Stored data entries
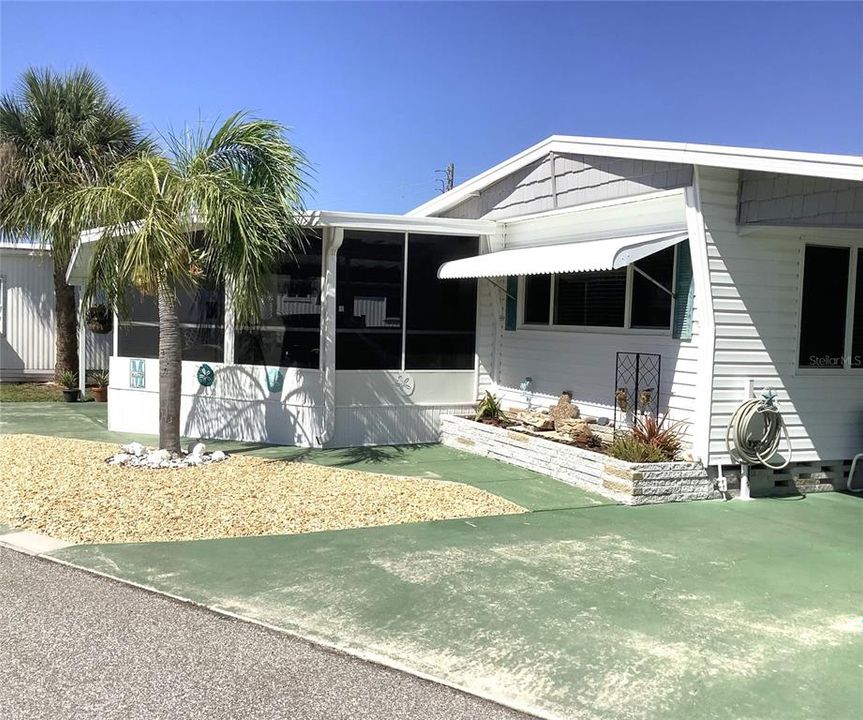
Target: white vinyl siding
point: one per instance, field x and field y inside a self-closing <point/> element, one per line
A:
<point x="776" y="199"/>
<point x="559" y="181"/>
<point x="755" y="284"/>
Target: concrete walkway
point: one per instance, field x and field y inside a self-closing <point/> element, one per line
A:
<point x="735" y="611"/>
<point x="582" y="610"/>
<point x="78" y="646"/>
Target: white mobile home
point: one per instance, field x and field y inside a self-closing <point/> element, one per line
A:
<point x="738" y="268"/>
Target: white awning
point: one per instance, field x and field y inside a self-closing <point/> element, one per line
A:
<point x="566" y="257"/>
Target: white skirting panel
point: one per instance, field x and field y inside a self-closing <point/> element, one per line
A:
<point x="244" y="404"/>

**ABOUT THIS EXERCISE**
Please copy every line from the entries that includes the word "Target".

**ANSWER SPACE**
Target: white vinyl siding
Target: concrete walkway
Target: white mobile home
Target: white awning
Target: white skirting panel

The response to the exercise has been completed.